GIVEN PASSAGE:
▬▬▬▬▬▬
Movie Review: Concussion PG-13 | 2h 3min Director: Peter Landesman Stars: Will Smith, Alec Baldwin, Albert Brooks by Jason Koenigsberg The new Will Smith vehicle Concussion is a frustrating experience. There […]
The new Will Smith vehicle Concussion is a frustrating experience. There is a lot of good to it, but so much gets lost in the Hollywood Studio rigmarole that we end up with a movie that feels sugarcoated to the point of being dishonest. It says at the beginning that this film is based on a true story. I believe that somewhere in Concussion is a true story, and if they stuck with that it would have made a much better movie than the one we are given.
The first shot of the film is promising. We see a number of Bronze busts of heads from the Football Hall of Fame in Canton, Ohio as the opening credits appear. Football players heads are the focal point of this film and it tackles the issue of how much damage these players will do to their heads that gets them into the pinnacle of the sport, enshrined in the prestigious Hall of Fame.
▬▬▬▬▬▬
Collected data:

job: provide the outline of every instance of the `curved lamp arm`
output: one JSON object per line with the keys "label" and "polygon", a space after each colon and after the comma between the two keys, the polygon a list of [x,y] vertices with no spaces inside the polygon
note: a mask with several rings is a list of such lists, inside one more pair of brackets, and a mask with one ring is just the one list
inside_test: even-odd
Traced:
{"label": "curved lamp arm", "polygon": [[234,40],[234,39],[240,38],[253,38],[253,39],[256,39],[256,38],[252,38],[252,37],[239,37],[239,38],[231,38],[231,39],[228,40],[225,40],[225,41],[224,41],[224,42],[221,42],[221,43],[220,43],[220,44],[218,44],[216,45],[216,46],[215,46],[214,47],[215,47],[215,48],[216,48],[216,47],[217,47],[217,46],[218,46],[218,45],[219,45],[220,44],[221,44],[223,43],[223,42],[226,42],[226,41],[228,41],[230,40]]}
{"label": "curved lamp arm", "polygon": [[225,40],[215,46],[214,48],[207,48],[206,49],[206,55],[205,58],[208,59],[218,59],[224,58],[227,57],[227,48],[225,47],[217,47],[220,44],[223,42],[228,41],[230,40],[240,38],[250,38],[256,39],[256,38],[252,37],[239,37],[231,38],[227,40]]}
▬▬▬▬▬▬
WORK INSTRUCTIONS:
a. According to the Concussion review, where are the bronze busts seen in the film's first shot from?
b. Repeat the part of the Concussion review starting at "The first shot" and ending at "Hall of Fame.".

TASK-BY-TASK OUTPUTS:
a. The Football Hall of Fame in Canton, Ohio.

b.
The first shot of the film is promising. We see a number of Bronze busts of heads from the Football Hall of Fame in Canton, Ohio as the opening credits appear. Football players heads are the focal point of this film and it tackles the issue of how much damage these players will do to their heads that gets them into the pinnacle of the sport, enshrined in the prestigious Hall of Fame.